**What to work on:** Change "green leaf logo" to "green leaf emblem" in the entries from the line containing "Place one point on every instance of the black" through the end, keeping all other text unchanged. Reproduce only those lines.

**** Task input

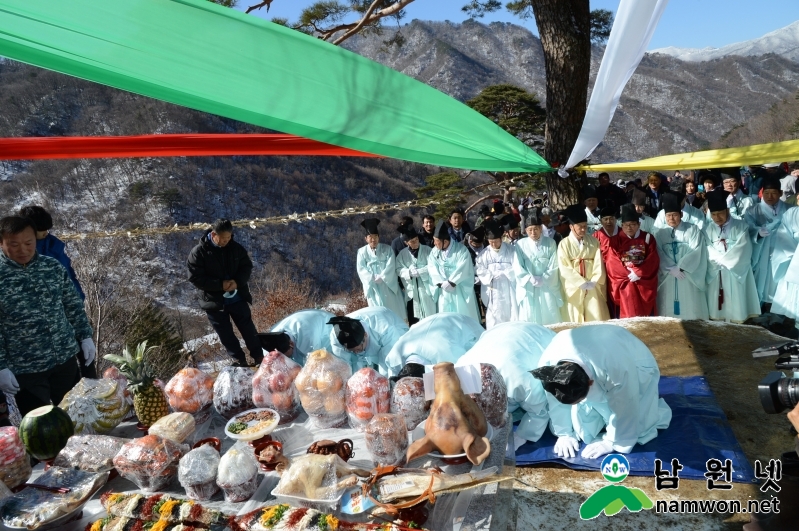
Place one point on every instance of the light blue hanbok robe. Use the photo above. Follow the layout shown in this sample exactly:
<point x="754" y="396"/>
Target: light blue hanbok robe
<point x="309" y="331"/>
<point x="494" y="269"/>
<point x="419" y="289"/>
<point x="594" y="224"/>
<point x="624" y="396"/>
<point x="440" y="337"/>
<point x="387" y="293"/>
<point x="785" y="265"/>
<point x="383" y="329"/>
<point x="454" y="265"/>
<point x="690" y="214"/>
<point x="538" y="304"/>
<point x="683" y="246"/>
<point x="729" y="267"/>
<point x="763" y="248"/>
<point x="514" y="349"/>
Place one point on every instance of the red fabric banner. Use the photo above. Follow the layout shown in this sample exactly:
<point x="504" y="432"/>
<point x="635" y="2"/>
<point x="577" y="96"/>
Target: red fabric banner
<point x="93" y="147"/>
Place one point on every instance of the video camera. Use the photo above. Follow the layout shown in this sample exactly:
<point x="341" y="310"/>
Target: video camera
<point x="778" y="392"/>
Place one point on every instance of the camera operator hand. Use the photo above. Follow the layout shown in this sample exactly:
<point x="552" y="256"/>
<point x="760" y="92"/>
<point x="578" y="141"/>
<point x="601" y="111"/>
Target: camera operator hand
<point x="793" y="416"/>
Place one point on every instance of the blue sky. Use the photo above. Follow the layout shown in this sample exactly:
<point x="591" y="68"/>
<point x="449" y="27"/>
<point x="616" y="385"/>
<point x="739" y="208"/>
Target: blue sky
<point x="686" y="23"/>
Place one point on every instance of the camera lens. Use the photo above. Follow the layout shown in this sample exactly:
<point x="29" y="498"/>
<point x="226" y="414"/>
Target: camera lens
<point x="788" y="392"/>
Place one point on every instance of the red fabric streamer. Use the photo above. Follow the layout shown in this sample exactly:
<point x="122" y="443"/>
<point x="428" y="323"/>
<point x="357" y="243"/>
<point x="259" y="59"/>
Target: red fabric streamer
<point x="210" y="145"/>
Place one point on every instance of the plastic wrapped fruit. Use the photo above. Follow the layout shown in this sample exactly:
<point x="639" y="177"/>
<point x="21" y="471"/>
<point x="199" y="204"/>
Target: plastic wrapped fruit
<point x="273" y="386"/>
<point x="387" y="439"/>
<point x="233" y="391"/>
<point x="190" y="390"/>
<point x="321" y="386"/>
<point x="15" y="465"/>
<point x="407" y="399"/>
<point x="90" y="453"/>
<point x="96" y="406"/>
<point x="176" y="427"/>
<point x="367" y="395"/>
<point x="150" y="462"/>
<point x="238" y="474"/>
<point x="493" y="400"/>
<point x="197" y="472"/>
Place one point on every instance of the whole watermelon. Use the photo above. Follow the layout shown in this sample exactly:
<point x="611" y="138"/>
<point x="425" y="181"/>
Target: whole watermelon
<point x="44" y="431"/>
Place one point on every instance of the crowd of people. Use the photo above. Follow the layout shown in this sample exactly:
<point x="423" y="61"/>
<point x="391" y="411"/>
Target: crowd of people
<point x="713" y="244"/>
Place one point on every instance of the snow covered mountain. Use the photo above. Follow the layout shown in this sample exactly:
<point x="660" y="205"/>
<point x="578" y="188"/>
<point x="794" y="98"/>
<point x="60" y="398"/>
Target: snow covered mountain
<point x="784" y="42"/>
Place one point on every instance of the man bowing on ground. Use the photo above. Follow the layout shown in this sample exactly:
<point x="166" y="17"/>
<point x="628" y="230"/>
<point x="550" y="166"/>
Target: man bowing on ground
<point x="632" y="267"/>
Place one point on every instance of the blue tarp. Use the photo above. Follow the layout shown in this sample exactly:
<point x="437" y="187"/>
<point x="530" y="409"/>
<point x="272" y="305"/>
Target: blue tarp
<point x="699" y="431"/>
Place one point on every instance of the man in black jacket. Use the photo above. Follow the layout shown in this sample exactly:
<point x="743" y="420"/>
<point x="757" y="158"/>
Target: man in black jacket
<point x="220" y="268"/>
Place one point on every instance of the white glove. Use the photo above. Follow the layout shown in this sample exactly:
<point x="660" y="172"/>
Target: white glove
<point x="89" y="350"/>
<point x="676" y="273"/>
<point x="8" y="384"/>
<point x="566" y="446"/>
<point x="596" y="449"/>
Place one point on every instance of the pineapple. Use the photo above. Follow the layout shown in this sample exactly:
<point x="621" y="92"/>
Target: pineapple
<point x="149" y="400"/>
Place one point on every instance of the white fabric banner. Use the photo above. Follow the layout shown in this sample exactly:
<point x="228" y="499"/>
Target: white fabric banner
<point x="633" y="27"/>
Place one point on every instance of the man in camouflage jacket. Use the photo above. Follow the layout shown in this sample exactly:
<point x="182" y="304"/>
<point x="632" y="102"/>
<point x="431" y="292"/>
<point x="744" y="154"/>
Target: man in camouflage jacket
<point x="42" y="319"/>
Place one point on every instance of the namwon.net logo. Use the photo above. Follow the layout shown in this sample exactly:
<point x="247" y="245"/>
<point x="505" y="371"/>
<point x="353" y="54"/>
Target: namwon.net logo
<point x="613" y="498"/>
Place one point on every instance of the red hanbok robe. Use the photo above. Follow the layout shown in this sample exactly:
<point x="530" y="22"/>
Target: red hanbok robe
<point x="639" y="255"/>
<point x="604" y="248"/>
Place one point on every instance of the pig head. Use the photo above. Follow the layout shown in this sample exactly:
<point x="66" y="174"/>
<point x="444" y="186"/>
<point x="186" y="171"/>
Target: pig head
<point x="455" y="424"/>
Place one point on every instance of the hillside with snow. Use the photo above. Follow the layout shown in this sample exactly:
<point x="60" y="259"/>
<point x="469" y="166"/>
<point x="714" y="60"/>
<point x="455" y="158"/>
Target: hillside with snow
<point x="784" y="42"/>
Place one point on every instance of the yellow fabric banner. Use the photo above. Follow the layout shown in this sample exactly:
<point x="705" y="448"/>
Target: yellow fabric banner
<point x="787" y="151"/>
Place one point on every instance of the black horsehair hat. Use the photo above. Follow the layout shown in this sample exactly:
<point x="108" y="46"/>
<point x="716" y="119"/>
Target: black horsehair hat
<point x="279" y="341"/>
<point x="349" y="332"/>
<point x="370" y="225"/>
<point x="566" y="381"/>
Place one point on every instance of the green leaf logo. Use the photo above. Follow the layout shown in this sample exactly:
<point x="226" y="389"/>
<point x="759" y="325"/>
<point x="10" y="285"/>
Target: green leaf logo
<point x="612" y="499"/>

********

**Solution to this exercise:**
Place one point on every instance of the black horsehair hat. Use the photo above. Follow the layout shown in this sample exactly:
<point x="108" y="46"/>
<point x="716" y="119"/>
Target: black horsehair hat
<point x="279" y="341"/>
<point x="349" y="332"/>
<point x="370" y="225"/>
<point x="566" y="381"/>
Place one point on every instance of the green leaf emblem. Use the photo above. Follow the layout shown in this sample exactly:
<point x="226" y="389"/>
<point x="759" y="325"/>
<point x="10" y="285"/>
Target: green leaf emblem
<point x="612" y="499"/>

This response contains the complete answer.